** SHORT TASK **
Report each line in the records below that contains the word "closet", copying every such line in full.

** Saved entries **
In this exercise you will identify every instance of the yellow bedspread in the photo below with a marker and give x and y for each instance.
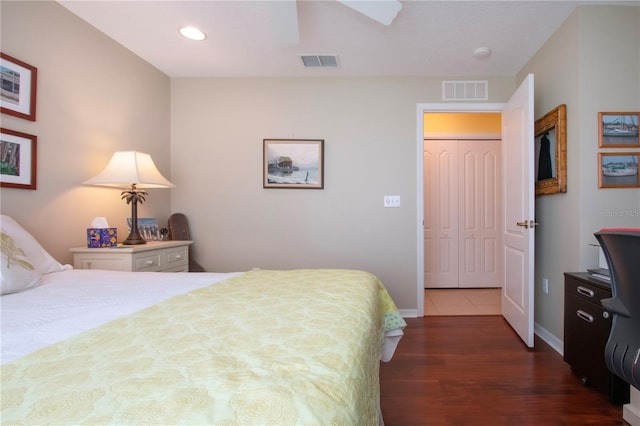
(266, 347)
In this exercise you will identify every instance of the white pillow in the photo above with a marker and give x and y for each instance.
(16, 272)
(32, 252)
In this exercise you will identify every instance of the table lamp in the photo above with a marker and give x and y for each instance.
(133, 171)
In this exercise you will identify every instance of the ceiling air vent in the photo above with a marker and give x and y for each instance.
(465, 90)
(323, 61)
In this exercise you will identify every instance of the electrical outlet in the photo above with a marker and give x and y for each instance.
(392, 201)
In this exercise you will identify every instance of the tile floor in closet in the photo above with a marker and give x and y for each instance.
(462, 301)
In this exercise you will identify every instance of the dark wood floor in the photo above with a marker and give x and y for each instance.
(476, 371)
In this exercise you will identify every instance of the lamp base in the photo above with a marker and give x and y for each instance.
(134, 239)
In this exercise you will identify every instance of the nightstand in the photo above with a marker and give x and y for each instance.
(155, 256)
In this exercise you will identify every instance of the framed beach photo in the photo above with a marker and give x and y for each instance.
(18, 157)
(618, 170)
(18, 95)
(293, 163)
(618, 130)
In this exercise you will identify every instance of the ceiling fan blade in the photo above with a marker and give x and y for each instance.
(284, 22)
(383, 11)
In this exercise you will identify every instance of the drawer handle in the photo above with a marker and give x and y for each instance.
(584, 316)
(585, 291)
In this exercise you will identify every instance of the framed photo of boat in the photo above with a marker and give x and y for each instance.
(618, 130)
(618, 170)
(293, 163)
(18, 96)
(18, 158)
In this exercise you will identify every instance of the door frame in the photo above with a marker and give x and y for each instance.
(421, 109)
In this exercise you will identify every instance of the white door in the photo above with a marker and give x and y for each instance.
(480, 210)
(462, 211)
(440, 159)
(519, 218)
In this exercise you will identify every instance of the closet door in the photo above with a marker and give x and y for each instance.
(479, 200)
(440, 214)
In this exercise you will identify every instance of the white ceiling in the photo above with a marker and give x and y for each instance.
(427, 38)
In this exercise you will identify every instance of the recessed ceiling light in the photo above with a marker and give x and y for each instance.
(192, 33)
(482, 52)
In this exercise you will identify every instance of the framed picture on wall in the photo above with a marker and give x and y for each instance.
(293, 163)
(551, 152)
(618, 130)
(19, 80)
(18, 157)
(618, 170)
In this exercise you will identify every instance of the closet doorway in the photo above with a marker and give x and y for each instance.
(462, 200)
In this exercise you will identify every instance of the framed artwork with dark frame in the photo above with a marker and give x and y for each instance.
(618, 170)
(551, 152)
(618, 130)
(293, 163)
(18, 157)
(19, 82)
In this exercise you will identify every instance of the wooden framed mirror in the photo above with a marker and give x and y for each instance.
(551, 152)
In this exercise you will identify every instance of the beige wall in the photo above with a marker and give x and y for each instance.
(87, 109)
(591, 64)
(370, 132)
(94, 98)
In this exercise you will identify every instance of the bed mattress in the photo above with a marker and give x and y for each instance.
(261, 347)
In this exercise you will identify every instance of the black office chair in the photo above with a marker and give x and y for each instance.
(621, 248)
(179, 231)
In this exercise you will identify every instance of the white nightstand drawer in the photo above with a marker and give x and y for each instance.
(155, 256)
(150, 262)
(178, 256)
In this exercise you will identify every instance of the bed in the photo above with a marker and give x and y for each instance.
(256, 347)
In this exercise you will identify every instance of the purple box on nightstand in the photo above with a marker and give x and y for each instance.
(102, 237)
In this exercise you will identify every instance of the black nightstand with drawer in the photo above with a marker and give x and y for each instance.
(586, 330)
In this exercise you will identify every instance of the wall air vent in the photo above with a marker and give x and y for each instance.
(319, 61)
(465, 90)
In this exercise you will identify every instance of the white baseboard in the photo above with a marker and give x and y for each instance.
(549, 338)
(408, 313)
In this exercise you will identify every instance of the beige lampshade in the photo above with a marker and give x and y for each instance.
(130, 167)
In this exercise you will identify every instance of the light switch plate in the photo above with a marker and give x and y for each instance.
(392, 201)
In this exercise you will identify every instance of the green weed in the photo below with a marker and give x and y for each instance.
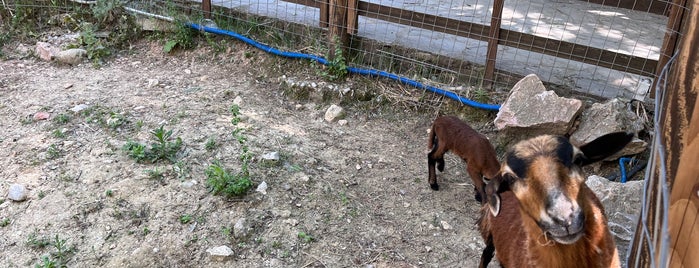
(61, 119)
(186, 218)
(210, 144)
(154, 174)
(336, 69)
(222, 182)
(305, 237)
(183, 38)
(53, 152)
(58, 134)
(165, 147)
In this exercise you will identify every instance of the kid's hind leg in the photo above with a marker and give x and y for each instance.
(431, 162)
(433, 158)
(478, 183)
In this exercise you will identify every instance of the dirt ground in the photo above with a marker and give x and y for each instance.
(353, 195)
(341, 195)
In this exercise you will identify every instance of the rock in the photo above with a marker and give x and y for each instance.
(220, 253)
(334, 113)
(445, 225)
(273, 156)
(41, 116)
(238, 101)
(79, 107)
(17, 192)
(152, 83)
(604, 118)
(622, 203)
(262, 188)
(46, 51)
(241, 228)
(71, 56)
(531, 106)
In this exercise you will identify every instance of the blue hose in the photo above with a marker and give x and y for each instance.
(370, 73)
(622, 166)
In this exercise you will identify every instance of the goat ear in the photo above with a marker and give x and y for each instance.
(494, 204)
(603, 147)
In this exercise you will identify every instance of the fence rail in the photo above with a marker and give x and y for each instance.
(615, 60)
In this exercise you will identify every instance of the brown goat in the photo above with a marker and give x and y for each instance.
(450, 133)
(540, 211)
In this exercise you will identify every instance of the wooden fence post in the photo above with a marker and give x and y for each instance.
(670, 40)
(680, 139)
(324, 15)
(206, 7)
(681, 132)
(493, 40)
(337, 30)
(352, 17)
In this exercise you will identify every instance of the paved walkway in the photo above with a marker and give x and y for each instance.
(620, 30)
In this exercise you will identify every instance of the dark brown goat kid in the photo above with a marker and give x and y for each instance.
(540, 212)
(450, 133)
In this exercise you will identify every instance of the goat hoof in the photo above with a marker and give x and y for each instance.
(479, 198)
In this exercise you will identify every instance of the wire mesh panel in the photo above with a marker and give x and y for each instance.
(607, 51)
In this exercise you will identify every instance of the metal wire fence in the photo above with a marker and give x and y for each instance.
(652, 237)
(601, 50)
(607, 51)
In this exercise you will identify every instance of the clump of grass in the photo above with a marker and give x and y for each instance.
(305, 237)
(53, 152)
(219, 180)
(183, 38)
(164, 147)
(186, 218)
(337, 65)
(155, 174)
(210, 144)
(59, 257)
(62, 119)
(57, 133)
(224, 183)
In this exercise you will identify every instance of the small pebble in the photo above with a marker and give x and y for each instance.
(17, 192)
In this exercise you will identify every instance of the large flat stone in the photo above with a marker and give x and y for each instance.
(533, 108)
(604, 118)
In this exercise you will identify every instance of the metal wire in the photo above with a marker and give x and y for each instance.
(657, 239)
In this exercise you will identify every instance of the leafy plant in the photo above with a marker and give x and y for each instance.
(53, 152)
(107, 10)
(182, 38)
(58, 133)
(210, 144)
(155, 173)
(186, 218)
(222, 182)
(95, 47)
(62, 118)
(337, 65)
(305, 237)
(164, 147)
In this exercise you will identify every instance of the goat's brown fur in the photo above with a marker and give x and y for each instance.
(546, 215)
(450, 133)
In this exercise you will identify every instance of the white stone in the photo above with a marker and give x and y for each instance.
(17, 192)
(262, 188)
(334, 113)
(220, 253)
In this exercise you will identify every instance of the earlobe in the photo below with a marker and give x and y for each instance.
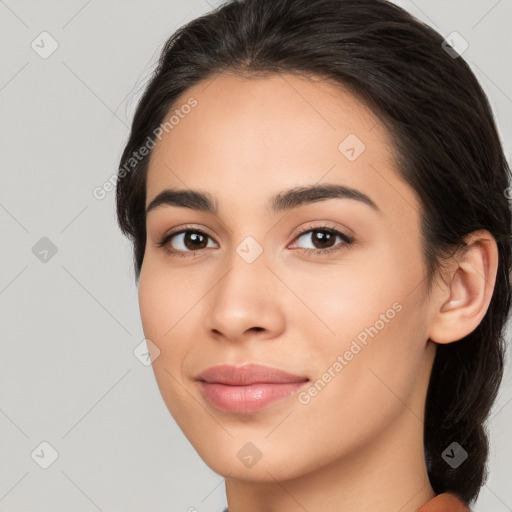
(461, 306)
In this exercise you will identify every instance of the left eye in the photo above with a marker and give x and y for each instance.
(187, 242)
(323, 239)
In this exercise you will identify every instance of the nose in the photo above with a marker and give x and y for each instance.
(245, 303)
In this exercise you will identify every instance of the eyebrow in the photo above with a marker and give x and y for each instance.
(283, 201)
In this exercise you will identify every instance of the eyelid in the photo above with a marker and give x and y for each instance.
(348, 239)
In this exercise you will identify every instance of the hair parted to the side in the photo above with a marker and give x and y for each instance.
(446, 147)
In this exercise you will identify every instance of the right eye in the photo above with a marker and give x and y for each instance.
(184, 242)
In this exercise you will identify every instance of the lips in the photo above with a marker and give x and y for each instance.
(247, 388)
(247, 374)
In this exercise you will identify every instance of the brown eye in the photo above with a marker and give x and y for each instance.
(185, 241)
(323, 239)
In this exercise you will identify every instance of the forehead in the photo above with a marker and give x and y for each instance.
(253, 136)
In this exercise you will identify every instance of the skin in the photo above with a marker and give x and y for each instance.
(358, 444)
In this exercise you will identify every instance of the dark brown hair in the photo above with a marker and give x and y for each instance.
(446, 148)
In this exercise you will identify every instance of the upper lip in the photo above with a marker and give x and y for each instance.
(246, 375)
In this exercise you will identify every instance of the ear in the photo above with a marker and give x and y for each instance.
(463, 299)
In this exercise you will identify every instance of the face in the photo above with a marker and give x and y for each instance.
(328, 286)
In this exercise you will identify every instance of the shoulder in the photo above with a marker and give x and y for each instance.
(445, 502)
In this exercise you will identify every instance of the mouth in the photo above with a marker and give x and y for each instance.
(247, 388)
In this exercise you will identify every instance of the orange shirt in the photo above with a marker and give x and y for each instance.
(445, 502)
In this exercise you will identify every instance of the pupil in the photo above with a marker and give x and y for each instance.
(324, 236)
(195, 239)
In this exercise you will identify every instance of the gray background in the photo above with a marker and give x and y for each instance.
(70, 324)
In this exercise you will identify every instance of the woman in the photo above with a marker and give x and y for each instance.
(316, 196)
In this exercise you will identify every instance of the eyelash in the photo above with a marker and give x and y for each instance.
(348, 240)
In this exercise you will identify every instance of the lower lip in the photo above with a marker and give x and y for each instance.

---

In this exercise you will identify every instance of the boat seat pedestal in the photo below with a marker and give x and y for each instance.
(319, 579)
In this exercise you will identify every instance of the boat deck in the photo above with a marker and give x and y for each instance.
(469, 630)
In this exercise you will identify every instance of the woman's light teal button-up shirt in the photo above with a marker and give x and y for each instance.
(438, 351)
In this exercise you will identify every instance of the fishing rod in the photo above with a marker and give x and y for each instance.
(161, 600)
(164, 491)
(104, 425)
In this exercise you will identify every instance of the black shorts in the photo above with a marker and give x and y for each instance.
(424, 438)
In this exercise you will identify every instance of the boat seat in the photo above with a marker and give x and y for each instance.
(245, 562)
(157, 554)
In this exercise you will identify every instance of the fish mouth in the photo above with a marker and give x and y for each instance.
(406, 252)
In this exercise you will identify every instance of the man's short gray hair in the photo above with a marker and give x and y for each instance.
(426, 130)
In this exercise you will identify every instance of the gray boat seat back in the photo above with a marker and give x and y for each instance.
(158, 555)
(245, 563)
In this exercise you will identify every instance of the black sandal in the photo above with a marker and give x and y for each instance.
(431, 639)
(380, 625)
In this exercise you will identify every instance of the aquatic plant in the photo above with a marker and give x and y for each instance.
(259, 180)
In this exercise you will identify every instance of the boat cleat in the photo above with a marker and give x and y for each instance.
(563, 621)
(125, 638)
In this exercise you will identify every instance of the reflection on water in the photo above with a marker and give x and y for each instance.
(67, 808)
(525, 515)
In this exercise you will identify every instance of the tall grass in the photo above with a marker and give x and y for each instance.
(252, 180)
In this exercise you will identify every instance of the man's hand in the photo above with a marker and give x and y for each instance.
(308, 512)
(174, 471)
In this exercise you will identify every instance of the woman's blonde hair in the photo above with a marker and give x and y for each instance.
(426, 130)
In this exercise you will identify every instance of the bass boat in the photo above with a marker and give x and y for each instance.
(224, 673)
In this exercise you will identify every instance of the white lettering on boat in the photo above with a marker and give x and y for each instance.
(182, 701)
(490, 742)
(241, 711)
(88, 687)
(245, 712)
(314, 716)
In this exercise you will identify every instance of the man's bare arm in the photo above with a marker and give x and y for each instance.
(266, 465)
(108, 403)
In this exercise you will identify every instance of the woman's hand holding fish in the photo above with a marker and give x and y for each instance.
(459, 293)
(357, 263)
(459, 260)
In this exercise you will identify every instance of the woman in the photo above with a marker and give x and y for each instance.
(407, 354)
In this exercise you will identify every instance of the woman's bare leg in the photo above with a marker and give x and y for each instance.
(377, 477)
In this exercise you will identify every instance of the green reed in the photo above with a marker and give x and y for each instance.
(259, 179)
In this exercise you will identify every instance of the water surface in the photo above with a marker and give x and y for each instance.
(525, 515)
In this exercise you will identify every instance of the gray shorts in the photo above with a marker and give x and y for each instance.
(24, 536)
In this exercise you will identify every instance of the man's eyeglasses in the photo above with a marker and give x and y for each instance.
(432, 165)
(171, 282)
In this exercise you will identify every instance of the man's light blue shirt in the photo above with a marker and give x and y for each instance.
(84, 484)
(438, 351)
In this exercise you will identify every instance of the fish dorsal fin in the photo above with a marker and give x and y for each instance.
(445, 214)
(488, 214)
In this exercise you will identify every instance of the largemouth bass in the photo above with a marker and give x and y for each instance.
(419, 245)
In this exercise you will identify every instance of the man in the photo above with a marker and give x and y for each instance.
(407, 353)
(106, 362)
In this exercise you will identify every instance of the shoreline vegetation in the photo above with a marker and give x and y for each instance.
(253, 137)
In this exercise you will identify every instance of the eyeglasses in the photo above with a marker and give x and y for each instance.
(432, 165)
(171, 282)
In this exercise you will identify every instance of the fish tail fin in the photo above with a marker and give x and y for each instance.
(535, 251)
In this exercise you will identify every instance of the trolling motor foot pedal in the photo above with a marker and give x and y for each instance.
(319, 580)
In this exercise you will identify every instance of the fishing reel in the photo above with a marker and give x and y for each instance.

--

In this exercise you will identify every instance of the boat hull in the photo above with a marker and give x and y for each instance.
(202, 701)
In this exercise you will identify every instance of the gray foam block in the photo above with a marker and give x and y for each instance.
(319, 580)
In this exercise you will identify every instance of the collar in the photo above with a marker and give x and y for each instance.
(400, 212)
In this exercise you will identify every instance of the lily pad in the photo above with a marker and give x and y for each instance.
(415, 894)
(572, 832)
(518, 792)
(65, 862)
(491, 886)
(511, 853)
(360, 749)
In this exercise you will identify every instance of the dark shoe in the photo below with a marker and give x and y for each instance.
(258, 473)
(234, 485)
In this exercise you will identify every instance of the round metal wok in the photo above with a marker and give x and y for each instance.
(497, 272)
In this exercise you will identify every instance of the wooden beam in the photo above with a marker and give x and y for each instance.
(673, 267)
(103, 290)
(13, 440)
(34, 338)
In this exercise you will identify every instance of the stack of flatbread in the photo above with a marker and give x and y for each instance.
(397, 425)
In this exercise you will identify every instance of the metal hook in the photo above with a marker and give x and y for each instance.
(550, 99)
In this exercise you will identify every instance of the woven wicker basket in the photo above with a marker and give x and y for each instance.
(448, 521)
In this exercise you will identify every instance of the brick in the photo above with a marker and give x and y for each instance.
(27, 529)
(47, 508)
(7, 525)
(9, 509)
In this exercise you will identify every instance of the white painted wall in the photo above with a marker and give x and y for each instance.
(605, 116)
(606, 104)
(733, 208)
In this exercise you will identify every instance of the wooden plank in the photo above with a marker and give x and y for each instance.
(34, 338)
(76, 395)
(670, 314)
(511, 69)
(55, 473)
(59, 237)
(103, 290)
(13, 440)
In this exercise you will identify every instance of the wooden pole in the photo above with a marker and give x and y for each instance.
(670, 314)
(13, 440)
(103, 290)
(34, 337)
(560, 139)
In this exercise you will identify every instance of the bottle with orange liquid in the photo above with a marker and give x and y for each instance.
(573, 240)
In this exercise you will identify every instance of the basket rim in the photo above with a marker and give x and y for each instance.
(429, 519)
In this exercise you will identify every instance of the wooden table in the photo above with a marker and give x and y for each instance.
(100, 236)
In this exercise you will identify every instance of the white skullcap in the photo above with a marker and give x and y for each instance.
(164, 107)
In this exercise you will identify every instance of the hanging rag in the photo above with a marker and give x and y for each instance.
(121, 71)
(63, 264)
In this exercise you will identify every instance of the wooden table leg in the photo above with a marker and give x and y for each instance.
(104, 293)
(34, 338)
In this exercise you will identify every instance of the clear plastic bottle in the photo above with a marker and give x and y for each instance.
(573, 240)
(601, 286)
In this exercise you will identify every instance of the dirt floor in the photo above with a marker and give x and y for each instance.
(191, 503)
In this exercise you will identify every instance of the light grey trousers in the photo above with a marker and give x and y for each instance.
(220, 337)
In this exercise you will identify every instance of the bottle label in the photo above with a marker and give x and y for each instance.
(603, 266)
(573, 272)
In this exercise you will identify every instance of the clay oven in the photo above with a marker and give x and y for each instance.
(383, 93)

** EXERCISE RESULT **
In this exercise you will identify every instance of the tile floor in closet in the photo above with a marker and give x and y for each instance.
In this exercise you will identify every instance of the closet door in the photo above with a marker and give x and y for each instance.
In this exercise you will identify every instance of the closet doorway in the photo above with a marker and give x and y for each instance.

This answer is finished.